§ **YOUR GOAL**
Reproduce exactly the lines below, starting at the line that contains "Identify a point for each instance of the henkel" and ending with the last line of the records, both included; leave out any pictures.

§ **RECORD SET**
▬▬▬▬▬▬
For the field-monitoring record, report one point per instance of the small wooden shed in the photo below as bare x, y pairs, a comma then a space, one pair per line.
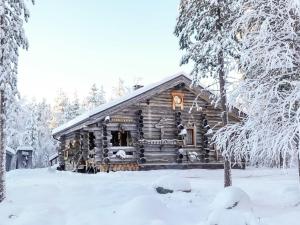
24, 157
9, 158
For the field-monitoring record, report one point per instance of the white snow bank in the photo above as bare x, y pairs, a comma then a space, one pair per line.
232, 206
173, 183
231, 217
231, 197
150, 210
291, 196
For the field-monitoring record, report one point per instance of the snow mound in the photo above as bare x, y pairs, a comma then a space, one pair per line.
232, 206
291, 196
169, 184
150, 211
231, 217
232, 197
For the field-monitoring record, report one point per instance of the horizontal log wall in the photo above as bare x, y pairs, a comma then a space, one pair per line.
153, 110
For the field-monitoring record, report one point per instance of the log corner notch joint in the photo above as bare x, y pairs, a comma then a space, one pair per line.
151, 128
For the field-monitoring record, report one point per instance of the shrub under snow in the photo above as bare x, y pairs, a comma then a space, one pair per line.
169, 184
232, 206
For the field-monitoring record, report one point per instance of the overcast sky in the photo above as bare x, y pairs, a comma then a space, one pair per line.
75, 43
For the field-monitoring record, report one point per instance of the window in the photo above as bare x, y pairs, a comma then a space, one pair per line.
190, 137
177, 99
121, 138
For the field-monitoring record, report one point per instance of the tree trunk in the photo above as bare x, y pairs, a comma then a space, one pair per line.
2, 151
298, 166
227, 163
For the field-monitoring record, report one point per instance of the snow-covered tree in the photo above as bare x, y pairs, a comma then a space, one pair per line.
203, 28
45, 145
269, 33
60, 108
73, 108
120, 89
95, 97
12, 15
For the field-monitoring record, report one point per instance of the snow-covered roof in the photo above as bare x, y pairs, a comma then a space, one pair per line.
53, 156
24, 148
85, 116
10, 150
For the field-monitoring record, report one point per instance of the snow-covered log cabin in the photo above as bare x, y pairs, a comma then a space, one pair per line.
154, 127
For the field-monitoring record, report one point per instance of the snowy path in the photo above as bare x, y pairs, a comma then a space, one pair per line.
48, 197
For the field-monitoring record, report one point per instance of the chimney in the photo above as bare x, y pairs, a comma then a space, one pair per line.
137, 86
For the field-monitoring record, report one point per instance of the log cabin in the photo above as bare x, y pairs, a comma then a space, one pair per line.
166, 125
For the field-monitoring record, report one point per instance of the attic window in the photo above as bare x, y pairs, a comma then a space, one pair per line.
121, 138
190, 137
177, 100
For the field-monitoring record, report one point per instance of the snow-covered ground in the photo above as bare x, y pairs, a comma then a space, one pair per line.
49, 197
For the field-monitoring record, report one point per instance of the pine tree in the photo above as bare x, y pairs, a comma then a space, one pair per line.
72, 109
12, 14
60, 109
270, 61
45, 145
95, 98
120, 89
203, 28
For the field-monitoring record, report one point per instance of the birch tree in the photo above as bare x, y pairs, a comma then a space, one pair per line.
203, 30
12, 15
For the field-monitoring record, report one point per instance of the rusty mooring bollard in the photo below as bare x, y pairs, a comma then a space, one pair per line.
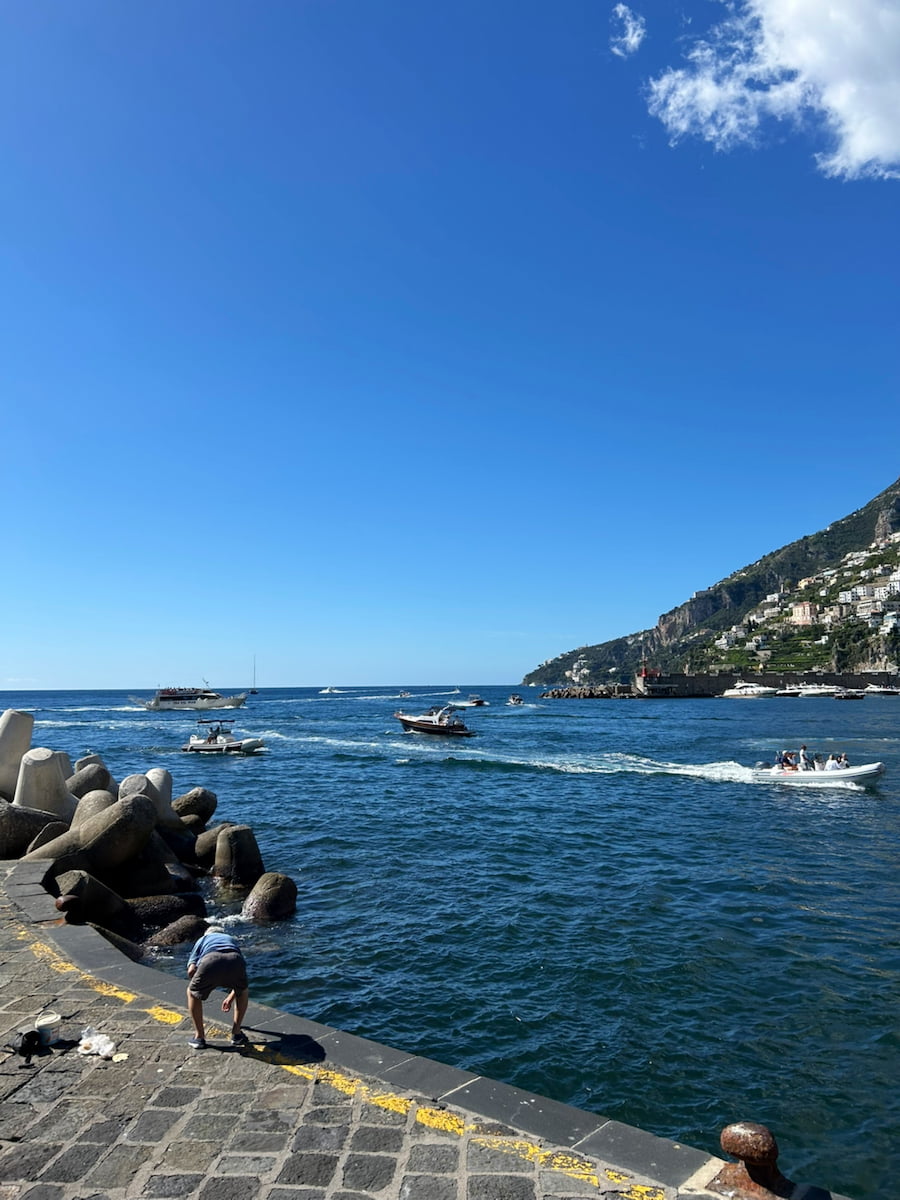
756, 1175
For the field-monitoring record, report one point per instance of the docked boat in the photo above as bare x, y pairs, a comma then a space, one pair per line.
437, 720
749, 690
863, 774
817, 689
190, 697
216, 737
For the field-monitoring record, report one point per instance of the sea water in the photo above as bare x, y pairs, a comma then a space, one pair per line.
592, 900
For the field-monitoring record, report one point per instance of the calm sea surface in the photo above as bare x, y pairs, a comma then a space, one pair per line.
589, 899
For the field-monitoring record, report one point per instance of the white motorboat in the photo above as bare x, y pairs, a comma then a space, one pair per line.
220, 739
437, 720
201, 699
863, 774
749, 690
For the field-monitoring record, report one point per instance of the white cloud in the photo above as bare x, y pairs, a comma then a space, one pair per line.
835, 61
629, 30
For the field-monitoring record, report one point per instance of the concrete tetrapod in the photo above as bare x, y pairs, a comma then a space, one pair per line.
16, 731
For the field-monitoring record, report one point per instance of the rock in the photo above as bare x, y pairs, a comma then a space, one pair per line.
90, 804
41, 785
137, 785
273, 898
16, 731
89, 901
198, 802
91, 778
185, 929
238, 859
156, 912
105, 841
54, 829
205, 844
19, 827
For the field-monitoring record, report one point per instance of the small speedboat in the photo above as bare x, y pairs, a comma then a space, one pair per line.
220, 739
748, 690
174, 699
863, 774
437, 720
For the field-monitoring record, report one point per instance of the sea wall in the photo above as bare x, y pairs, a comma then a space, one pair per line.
699, 687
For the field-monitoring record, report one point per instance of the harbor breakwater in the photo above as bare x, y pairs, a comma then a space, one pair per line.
673, 685
126, 857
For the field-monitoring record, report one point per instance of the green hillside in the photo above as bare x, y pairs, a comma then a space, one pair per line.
753, 612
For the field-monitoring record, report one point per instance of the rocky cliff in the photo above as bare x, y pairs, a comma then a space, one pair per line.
683, 633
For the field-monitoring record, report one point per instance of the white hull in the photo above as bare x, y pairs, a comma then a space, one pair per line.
202, 705
225, 744
864, 773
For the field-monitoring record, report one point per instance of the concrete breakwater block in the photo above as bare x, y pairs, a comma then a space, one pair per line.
105, 841
19, 827
41, 784
93, 777
16, 731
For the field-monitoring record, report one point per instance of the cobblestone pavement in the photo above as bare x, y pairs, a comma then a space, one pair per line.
304, 1111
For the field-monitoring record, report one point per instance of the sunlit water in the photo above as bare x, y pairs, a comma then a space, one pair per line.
591, 899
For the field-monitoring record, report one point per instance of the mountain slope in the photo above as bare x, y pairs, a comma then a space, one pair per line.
682, 639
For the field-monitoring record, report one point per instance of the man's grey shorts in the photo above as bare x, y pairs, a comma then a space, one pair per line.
219, 970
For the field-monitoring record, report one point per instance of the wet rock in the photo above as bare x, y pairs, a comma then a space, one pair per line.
238, 859
198, 802
273, 898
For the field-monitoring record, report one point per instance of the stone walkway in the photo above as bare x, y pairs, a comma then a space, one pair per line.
305, 1111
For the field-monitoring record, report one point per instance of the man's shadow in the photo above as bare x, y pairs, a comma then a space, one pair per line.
282, 1048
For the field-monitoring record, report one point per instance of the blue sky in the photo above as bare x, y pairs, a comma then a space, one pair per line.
409, 342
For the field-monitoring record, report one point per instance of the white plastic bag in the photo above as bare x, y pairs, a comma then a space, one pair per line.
96, 1043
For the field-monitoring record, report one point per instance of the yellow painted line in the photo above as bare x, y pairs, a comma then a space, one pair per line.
568, 1164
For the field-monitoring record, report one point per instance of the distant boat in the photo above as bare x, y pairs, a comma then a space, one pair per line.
863, 774
437, 720
748, 690
173, 699
220, 739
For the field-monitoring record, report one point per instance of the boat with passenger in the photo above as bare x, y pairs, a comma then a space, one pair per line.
173, 699
865, 773
748, 690
216, 737
439, 720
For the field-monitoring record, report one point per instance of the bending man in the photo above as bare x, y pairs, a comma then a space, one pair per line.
216, 961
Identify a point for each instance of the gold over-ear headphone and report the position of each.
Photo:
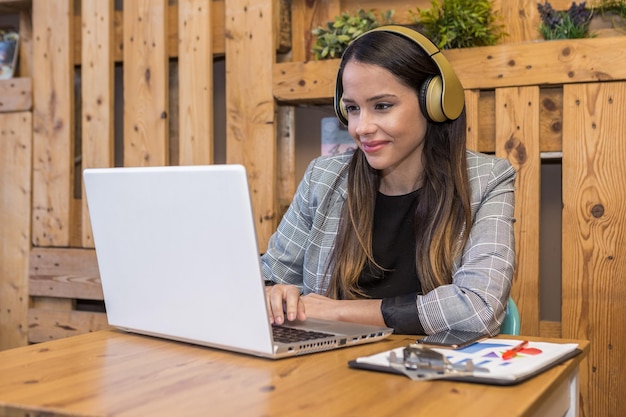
(441, 96)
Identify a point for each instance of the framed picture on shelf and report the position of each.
(9, 40)
(335, 137)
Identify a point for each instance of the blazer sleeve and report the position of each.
(283, 262)
(481, 282)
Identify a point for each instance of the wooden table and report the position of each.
(112, 373)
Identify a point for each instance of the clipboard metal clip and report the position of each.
(422, 363)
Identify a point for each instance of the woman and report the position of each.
(410, 230)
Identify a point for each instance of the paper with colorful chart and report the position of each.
(487, 355)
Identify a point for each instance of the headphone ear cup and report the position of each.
(344, 110)
(430, 98)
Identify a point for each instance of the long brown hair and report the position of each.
(443, 213)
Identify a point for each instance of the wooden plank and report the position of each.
(488, 67)
(195, 79)
(48, 324)
(471, 109)
(145, 83)
(25, 62)
(16, 94)
(594, 238)
(64, 273)
(53, 119)
(97, 89)
(14, 6)
(15, 211)
(286, 151)
(217, 25)
(517, 138)
(520, 18)
(250, 107)
(550, 329)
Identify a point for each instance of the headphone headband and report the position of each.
(442, 97)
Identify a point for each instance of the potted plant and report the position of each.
(459, 23)
(8, 52)
(333, 39)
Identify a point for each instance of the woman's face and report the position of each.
(385, 120)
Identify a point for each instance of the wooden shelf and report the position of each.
(530, 63)
(16, 94)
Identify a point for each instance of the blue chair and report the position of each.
(511, 323)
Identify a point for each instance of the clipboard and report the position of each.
(481, 362)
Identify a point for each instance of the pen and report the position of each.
(513, 351)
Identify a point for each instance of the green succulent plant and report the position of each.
(459, 23)
(335, 38)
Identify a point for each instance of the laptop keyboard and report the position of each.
(289, 334)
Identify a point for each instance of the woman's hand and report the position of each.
(284, 300)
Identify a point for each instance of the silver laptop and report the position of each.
(178, 259)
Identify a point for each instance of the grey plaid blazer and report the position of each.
(299, 249)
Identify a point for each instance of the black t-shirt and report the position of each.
(393, 245)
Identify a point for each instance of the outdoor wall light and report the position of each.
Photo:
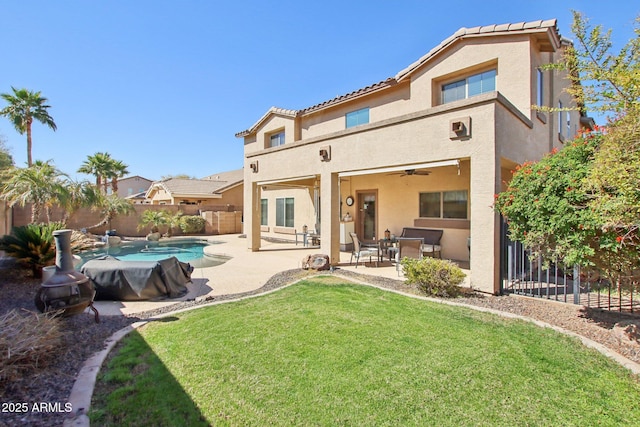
(325, 153)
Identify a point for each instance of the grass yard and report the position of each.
(325, 352)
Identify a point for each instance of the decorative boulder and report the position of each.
(318, 262)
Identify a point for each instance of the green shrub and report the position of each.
(32, 245)
(192, 224)
(434, 277)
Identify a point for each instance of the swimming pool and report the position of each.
(191, 251)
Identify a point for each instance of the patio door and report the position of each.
(367, 215)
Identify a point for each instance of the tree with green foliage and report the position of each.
(25, 106)
(109, 206)
(154, 218)
(6, 163)
(105, 168)
(582, 205)
(40, 184)
(32, 245)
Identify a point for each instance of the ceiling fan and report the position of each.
(411, 172)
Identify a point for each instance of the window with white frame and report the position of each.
(561, 123)
(264, 212)
(355, 118)
(276, 139)
(540, 91)
(444, 204)
(471, 86)
(284, 212)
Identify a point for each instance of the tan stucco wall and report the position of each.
(304, 211)
(409, 126)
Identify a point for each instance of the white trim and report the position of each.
(401, 168)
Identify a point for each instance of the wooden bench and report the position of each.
(430, 237)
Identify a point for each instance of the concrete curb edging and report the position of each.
(82, 390)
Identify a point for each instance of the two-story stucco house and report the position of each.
(429, 147)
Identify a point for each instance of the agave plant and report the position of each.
(32, 245)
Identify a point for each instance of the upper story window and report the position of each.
(264, 212)
(561, 120)
(276, 139)
(540, 88)
(470, 86)
(355, 118)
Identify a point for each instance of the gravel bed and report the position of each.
(53, 383)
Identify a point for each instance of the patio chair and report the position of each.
(362, 250)
(408, 248)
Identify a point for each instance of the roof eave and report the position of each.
(545, 32)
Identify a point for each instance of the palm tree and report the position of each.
(104, 168)
(74, 195)
(110, 206)
(154, 218)
(173, 221)
(96, 165)
(41, 185)
(24, 107)
(118, 170)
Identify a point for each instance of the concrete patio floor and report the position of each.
(244, 271)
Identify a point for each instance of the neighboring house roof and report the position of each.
(231, 177)
(140, 195)
(134, 177)
(548, 37)
(210, 186)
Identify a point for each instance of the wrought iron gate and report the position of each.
(523, 275)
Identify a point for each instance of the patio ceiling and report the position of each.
(429, 165)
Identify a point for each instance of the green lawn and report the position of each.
(325, 352)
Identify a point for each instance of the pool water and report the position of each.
(186, 251)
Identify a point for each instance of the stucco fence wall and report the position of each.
(220, 219)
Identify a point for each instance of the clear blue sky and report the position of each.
(165, 85)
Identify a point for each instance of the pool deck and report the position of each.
(244, 271)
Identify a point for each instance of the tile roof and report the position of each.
(230, 177)
(547, 27)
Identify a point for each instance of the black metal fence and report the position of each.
(523, 275)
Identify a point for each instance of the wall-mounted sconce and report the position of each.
(325, 153)
(460, 128)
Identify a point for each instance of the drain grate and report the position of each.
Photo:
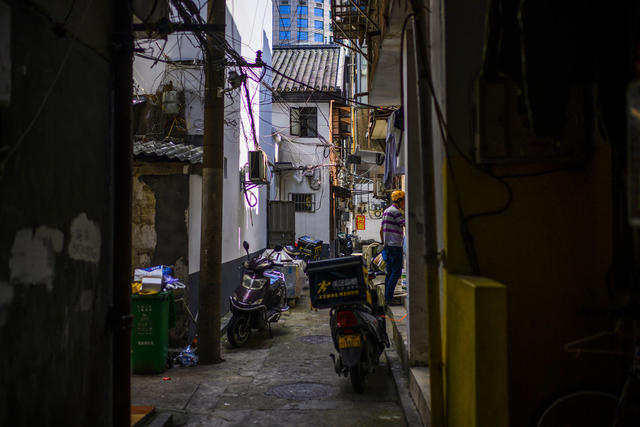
(315, 339)
(302, 391)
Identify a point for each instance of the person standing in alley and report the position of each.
(391, 234)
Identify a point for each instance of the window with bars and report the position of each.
(303, 202)
(304, 122)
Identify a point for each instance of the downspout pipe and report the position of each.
(120, 316)
(421, 41)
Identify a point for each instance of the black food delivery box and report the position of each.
(337, 281)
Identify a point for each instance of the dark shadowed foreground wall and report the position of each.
(56, 211)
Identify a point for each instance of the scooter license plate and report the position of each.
(348, 341)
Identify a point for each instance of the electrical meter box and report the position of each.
(258, 167)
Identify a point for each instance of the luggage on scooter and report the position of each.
(338, 281)
(310, 248)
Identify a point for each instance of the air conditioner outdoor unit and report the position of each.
(258, 167)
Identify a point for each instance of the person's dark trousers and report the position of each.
(394, 270)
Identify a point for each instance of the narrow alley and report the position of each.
(176, 172)
(284, 380)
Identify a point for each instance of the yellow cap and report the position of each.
(397, 195)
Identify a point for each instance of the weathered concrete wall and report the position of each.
(305, 152)
(161, 198)
(56, 214)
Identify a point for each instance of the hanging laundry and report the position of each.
(394, 137)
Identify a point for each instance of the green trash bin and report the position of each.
(153, 315)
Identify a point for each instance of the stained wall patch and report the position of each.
(32, 259)
(85, 239)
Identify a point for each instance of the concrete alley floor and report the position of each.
(284, 380)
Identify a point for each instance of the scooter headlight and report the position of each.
(253, 283)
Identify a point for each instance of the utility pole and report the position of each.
(421, 34)
(120, 316)
(211, 237)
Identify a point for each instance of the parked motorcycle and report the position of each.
(260, 298)
(359, 336)
(345, 244)
(356, 317)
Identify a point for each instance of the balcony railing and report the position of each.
(354, 21)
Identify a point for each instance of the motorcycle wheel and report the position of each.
(356, 373)
(238, 330)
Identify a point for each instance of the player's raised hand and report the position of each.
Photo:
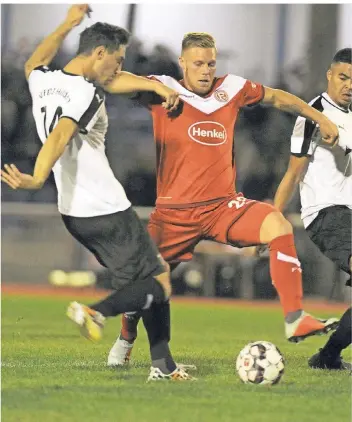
(17, 180)
(170, 96)
(329, 131)
(76, 14)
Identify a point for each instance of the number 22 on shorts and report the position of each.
(239, 202)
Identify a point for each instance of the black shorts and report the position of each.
(331, 232)
(120, 242)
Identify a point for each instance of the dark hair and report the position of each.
(343, 56)
(102, 34)
(197, 39)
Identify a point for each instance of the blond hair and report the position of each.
(197, 39)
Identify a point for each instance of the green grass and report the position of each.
(50, 374)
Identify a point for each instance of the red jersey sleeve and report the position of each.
(252, 93)
(147, 99)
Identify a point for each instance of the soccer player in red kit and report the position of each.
(196, 173)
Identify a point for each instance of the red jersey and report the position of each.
(195, 150)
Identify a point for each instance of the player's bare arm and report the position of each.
(296, 169)
(290, 103)
(50, 152)
(47, 49)
(126, 82)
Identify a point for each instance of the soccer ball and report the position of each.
(261, 363)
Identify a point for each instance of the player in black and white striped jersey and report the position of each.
(71, 120)
(324, 174)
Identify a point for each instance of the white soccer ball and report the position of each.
(260, 363)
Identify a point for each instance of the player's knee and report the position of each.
(165, 281)
(274, 225)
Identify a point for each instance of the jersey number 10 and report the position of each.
(57, 115)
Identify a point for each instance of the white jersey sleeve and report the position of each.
(302, 143)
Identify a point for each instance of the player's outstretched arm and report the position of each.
(290, 181)
(126, 83)
(47, 49)
(50, 152)
(294, 105)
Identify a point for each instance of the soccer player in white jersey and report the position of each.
(324, 175)
(71, 120)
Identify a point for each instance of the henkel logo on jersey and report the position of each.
(208, 133)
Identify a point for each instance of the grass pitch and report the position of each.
(51, 374)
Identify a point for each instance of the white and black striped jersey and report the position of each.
(85, 182)
(328, 179)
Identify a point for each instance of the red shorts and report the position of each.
(177, 231)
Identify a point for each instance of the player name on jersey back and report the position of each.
(85, 182)
(195, 152)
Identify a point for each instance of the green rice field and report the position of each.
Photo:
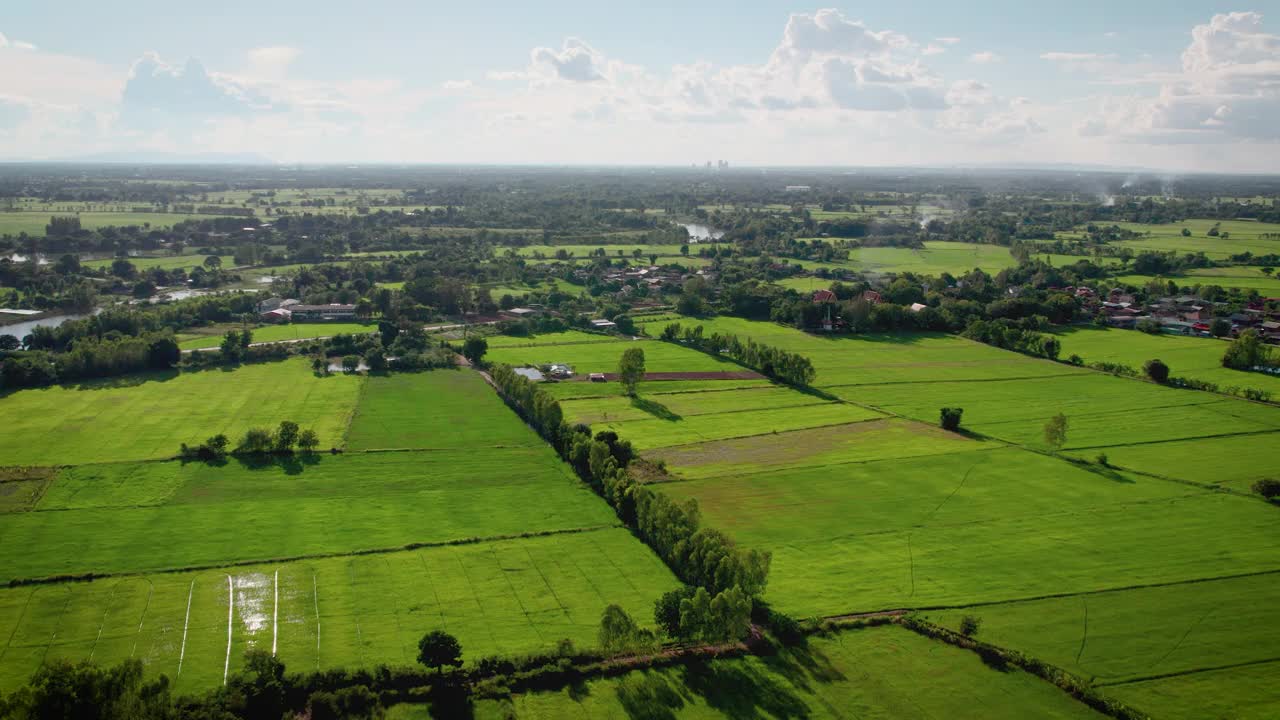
(211, 336)
(874, 673)
(149, 415)
(446, 511)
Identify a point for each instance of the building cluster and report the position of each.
(289, 310)
(1187, 314)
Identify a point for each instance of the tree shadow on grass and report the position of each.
(804, 665)
(743, 691)
(648, 696)
(656, 409)
(292, 464)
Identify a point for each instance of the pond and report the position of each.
(702, 233)
(22, 329)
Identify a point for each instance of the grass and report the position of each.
(1101, 410)
(33, 222)
(603, 356)
(167, 263)
(438, 410)
(213, 335)
(1244, 237)
(1198, 358)
(497, 597)
(567, 337)
(872, 673)
(149, 415)
(1212, 643)
(123, 518)
(664, 431)
(1233, 461)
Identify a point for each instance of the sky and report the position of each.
(1183, 86)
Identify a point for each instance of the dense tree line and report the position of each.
(768, 360)
(700, 556)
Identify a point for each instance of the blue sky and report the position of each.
(1184, 86)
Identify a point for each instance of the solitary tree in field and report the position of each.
(439, 648)
(1055, 431)
(1156, 370)
(307, 440)
(286, 436)
(631, 369)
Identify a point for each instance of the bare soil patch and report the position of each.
(778, 449)
(704, 376)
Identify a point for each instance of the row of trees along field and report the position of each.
(700, 556)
▬▬▬▬▬▬
§ **RESULT**
Identify a point for each instance of the henkel logo on jersey and report the position of each.
(208, 133)
Identify a point for each instance of the grass pitch and report the position of each.
(51, 374)
Identify a point for each instance of the white and black striped jersey and report the position of each.
(85, 182)
(328, 179)
Identify a point for each instance of the red shorts and report the position of each.
(177, 231)
Identify a point for each instance of the player name on jersey back and report the position of each.
(85, 182)
(195, 152)
Identify a point for each instance of the green rice field and report the position of each.
Photo:
(211, 336)
(874, 673)
(149, 415)
(446, 511)
Identify a point for each instance of the building cluster and report the position of each.
(289, 310)
(1187, 314)
Identify a point for each instance of the tree shadow on grass and report the position of each.
(804, 665)
(743, 691)
(648, 696)
(656, 409)
(292, 464)
Identify a point for each instance of the pond and report the position of each.
(702, 233)
(22, 329)
Identify a point for each instance of the grass and report the position of each.
(1101, 410)
(33, 222)
(603, 356)
(167, 263)
(438, 410)
(213, 335)
(1244, 237)
(1198, 358)
(497, 597)
(567, 337)
(872, 673)
(149, 415)
(1212, 643)
(123, 518)
(664, 431)
(1233, 461)
Identify a point for each instance of the sky and report the position of each.
(1183, 86)
Identify a point for each instance of the dense tree line and report the position of each.
(768, 360)
(700, 556)
Identify a point for each instance of the blue sky and report the position of each.
(1184, 86)
Identify a point for each instance of the solitary tree in field and report the position of each.
(439, 648)
(1055, 431)
(1156, 370)
(307, 440)
(286, 436)
(631, 369)
Identify a point for each instance of the bare soil patch and report the position of each.
(778, 449)
(704, 376)
Identify a point for each instance of the row of trees along field and report the position of each.
(700, 556)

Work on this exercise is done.